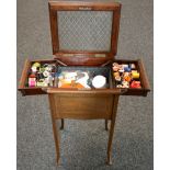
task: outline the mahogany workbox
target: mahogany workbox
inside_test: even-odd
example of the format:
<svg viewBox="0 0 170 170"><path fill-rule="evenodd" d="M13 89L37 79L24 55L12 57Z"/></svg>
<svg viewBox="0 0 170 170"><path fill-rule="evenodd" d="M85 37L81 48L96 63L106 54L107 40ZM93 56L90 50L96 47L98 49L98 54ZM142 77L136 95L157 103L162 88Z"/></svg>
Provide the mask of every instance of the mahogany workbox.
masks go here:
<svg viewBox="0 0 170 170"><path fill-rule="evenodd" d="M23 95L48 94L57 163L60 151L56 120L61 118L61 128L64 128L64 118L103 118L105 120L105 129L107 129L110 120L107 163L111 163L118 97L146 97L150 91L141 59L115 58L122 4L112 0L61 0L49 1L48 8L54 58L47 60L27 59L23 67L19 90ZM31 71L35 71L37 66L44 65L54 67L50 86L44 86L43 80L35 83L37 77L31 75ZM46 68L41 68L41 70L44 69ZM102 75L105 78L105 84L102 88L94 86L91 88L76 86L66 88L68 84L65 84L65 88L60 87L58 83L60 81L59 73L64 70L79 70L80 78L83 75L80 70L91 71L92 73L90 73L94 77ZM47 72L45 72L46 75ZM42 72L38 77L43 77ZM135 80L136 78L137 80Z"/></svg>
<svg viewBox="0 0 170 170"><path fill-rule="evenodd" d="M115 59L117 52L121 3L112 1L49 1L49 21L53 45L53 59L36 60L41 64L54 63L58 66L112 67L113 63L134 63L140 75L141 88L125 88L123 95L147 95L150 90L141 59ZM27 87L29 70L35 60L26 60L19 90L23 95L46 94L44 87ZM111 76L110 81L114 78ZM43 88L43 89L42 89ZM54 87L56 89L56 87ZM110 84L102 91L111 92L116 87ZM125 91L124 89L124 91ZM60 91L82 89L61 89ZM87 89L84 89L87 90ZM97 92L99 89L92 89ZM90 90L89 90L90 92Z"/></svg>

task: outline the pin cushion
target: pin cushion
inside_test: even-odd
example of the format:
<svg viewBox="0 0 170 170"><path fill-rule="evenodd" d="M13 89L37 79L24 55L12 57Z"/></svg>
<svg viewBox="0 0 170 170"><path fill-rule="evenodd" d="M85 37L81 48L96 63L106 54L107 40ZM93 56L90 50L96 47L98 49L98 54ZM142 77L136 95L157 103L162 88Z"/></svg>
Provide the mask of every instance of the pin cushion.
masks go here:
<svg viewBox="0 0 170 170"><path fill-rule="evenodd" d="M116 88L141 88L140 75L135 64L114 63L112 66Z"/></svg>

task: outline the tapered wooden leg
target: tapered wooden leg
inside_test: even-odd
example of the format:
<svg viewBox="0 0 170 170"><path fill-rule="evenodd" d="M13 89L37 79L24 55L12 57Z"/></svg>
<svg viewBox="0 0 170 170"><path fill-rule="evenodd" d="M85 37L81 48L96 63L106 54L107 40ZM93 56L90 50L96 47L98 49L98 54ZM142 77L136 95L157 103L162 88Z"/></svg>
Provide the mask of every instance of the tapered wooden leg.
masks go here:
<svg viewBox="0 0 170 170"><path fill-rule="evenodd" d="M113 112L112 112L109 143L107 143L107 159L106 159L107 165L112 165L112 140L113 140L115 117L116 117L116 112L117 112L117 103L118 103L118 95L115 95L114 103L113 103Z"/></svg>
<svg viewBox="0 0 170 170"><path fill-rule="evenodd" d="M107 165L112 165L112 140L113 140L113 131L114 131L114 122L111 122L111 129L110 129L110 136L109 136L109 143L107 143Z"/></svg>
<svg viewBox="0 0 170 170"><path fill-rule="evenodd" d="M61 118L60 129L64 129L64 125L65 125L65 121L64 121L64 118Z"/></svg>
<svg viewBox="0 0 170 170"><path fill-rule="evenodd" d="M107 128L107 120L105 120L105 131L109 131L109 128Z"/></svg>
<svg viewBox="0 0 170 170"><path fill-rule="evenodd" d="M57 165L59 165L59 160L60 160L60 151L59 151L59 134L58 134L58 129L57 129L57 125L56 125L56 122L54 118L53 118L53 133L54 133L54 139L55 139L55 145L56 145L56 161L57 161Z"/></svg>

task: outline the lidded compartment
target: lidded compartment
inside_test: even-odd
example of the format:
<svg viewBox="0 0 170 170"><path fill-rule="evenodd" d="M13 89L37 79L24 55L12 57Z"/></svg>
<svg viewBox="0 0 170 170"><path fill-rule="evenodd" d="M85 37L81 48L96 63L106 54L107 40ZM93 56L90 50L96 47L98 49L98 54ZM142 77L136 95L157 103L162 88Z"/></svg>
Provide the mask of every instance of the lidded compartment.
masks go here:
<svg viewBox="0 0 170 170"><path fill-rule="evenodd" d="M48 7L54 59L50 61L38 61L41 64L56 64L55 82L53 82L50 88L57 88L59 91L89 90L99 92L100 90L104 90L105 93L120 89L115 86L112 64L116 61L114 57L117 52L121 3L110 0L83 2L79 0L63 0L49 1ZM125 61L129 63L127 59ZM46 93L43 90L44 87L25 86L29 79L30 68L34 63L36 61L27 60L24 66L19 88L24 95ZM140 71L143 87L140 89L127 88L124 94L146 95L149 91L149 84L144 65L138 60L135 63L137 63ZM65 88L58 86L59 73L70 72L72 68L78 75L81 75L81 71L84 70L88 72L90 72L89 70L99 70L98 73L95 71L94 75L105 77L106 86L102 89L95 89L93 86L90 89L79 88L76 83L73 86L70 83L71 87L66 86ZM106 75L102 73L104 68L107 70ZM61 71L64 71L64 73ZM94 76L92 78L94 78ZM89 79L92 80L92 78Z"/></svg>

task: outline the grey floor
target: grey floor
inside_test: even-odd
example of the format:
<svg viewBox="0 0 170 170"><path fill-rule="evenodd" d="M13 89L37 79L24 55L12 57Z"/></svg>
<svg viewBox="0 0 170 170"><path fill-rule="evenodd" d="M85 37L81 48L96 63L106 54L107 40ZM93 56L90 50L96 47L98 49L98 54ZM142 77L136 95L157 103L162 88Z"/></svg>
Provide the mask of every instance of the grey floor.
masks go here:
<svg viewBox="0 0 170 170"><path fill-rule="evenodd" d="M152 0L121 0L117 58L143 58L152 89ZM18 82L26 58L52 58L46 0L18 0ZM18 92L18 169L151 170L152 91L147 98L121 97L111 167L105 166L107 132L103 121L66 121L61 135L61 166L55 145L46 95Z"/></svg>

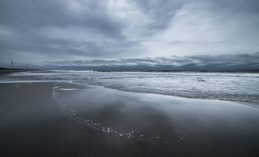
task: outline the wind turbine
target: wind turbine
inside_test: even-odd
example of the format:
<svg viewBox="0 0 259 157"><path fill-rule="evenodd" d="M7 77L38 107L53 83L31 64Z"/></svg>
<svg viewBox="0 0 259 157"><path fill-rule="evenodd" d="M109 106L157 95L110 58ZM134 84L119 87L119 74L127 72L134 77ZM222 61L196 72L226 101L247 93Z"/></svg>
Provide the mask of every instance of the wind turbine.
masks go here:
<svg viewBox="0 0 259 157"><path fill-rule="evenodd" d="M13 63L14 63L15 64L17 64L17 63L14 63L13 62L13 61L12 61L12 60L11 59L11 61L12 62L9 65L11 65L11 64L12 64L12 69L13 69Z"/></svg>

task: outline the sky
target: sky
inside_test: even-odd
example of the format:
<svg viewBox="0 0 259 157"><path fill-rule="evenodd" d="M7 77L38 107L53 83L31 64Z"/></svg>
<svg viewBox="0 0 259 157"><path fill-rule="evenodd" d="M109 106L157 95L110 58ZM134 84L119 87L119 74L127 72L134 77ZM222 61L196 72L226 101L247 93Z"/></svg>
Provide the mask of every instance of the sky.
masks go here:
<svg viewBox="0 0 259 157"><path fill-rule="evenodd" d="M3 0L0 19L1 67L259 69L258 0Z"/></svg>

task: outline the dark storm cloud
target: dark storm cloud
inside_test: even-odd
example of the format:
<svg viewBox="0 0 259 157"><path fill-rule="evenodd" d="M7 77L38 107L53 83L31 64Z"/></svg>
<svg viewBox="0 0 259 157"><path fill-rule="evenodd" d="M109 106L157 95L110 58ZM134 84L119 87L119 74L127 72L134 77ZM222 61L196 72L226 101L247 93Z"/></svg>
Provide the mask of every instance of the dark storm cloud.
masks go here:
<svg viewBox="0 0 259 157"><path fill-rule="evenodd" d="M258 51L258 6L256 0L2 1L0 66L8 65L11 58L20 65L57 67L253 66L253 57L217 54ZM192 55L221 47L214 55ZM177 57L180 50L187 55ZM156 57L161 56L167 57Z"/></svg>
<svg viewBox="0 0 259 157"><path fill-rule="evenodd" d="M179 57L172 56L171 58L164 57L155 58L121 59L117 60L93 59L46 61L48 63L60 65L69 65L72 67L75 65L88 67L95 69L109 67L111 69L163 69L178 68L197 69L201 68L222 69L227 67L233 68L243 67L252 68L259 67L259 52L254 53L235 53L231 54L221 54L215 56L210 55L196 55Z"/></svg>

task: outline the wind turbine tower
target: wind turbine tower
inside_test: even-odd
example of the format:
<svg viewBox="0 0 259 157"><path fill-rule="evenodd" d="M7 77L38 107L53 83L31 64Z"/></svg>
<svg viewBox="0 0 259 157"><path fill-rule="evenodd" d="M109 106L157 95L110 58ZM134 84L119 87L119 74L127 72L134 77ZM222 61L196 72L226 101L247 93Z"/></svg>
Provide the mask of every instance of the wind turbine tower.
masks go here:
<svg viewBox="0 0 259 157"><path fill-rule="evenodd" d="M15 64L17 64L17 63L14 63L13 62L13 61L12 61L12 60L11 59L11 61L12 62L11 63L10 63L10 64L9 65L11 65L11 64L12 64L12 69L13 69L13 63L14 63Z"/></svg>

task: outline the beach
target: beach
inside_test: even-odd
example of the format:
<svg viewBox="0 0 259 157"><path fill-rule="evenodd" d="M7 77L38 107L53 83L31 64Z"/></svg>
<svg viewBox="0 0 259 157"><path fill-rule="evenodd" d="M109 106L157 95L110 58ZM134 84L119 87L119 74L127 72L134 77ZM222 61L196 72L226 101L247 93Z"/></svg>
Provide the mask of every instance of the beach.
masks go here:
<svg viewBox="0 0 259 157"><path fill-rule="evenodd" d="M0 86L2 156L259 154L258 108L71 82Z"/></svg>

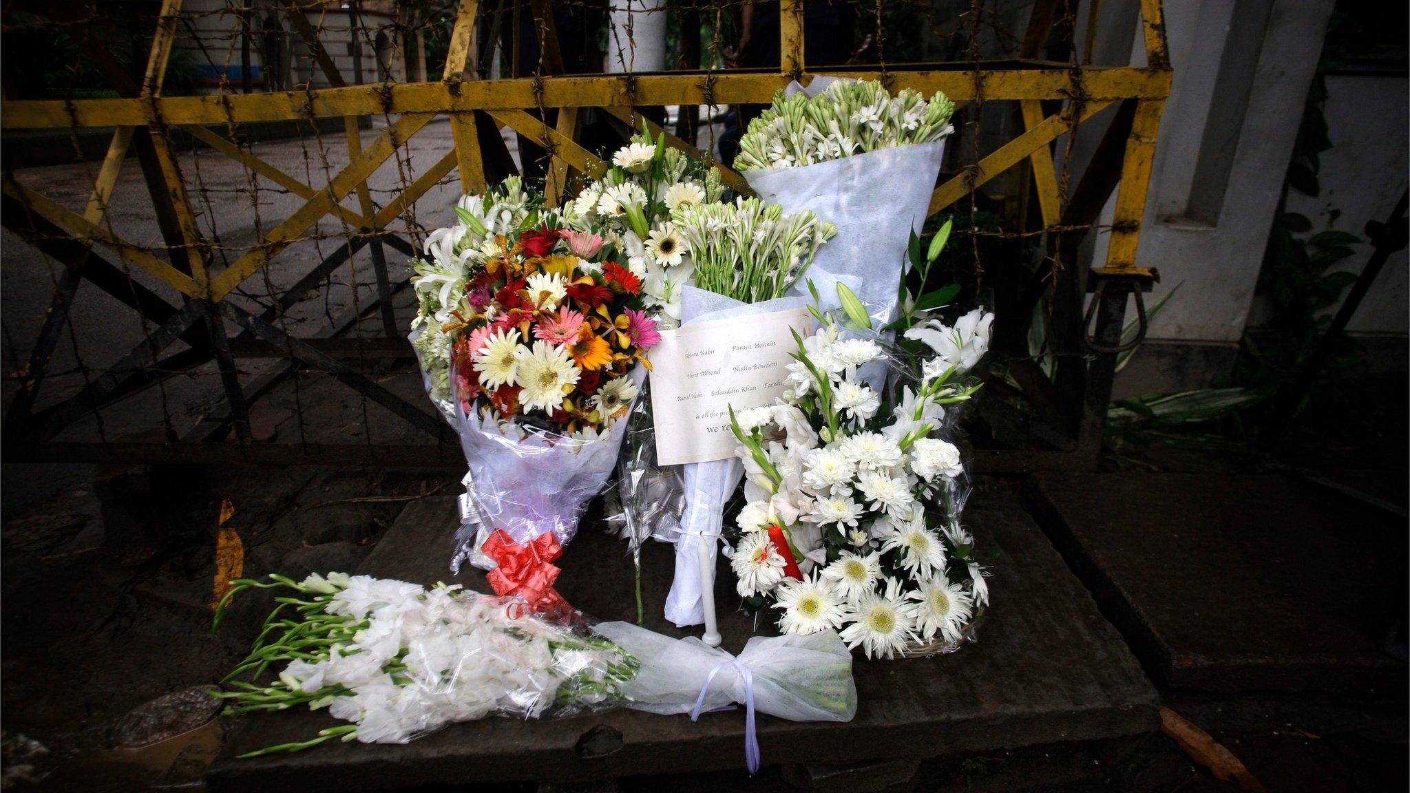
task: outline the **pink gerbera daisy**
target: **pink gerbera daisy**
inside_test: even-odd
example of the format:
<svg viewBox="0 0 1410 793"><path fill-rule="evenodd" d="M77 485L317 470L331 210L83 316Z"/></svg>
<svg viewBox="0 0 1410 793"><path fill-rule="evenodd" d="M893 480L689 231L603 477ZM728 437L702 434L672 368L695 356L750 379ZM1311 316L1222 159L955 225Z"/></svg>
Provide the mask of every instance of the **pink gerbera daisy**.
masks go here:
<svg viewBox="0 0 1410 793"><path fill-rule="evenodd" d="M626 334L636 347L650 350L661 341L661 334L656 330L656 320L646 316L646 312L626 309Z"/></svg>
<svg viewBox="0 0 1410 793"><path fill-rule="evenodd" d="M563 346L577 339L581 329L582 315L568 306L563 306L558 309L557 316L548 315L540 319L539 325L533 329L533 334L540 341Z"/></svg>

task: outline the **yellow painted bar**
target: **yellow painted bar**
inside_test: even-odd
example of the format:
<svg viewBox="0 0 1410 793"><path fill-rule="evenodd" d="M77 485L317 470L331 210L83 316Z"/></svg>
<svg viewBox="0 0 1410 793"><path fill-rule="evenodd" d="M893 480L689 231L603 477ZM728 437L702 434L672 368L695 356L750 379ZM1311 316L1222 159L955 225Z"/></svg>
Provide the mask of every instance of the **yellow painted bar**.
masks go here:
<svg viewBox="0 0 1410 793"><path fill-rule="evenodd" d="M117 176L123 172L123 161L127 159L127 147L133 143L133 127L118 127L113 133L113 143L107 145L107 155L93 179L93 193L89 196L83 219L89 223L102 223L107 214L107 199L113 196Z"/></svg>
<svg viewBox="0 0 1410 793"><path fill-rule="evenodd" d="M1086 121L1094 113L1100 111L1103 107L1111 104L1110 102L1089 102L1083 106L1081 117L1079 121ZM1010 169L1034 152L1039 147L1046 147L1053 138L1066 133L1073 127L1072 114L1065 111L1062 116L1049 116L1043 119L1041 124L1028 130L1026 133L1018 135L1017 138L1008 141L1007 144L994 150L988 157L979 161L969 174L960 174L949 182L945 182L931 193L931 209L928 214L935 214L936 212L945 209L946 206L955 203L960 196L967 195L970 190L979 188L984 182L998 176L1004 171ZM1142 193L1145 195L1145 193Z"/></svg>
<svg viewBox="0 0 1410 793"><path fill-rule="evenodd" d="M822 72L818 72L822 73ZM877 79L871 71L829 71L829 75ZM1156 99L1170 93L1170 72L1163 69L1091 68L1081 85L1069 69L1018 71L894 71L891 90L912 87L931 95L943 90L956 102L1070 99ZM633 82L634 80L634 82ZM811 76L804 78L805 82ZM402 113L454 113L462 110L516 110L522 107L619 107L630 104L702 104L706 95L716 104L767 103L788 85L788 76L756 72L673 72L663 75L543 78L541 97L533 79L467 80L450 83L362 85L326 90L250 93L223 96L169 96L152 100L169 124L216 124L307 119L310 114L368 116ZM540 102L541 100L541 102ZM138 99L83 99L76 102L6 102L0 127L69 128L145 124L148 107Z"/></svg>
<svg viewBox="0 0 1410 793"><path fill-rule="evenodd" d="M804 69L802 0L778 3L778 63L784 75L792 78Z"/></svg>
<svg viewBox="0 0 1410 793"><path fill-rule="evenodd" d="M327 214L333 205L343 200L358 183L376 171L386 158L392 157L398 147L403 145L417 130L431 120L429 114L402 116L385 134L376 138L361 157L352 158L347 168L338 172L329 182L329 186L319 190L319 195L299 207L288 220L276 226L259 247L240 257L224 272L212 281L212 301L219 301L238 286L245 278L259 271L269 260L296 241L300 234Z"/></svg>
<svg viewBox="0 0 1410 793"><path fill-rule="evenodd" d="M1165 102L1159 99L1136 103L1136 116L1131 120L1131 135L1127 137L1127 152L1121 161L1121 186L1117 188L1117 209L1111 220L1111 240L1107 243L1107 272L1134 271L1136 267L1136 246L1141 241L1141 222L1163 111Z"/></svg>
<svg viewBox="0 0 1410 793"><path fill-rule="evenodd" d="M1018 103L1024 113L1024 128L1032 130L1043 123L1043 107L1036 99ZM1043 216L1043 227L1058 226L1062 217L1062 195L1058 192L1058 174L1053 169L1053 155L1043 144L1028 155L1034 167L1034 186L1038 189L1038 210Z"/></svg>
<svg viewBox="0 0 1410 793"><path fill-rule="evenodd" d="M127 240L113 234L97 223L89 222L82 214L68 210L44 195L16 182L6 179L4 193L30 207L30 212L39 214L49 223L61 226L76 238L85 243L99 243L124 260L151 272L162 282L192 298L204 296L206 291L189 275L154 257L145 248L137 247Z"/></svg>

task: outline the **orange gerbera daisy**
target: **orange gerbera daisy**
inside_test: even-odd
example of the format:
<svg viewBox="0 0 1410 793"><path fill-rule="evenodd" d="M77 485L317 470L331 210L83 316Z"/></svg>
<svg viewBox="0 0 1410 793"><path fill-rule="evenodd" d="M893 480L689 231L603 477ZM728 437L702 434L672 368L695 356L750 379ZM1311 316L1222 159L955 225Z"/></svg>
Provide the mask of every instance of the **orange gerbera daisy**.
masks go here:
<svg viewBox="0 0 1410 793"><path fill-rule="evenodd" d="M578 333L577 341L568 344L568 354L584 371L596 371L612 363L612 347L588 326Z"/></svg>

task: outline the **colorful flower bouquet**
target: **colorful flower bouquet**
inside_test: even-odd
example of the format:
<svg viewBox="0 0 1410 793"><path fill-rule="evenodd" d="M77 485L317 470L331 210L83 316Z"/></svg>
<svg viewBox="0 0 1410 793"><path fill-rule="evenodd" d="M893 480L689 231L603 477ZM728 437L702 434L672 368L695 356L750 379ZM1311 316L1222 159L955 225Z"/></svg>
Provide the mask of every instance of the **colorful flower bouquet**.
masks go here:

**STATED EXERCISE**
Reproduce the material without changes, starting at the line that contains "task: outline the grey floor" and ending after the line that contains "0L121 0L117 58L143".

**ANSWER**
task: outline the grey floor
target: grey floor
inside_test: even-odd
example of the format:
<svg viewBox="0 0 170 170"><path fill-rule="evenodd" d="M13 89L37 79L24 55L12 57Z"/></svg>
<svg viewBox="0 0 170 170"><path fill-rule="evenodd" d="M85 37L81 48L96 63L106 54L107 40ZM93 56L90 50L96 47L98 49L98 54ZM142 77L136 95L157 103L162 88Z"/></svg>
Provide the mask of every instance of the grey floor.
masks go here:
<svg viewBox="0 0 170 170"><path fill-rule="evenodd" d="M152 0L121 0L117 58L143 58L152 89ZM18 82L26 58L52 58L46 0L18 0ZM18 92L18 169L151 170L152 91L147 98L121 97L111 167L105 166L107 132L103 121L66 121L61 135L61 166L55 145L46 95Z"/></svg>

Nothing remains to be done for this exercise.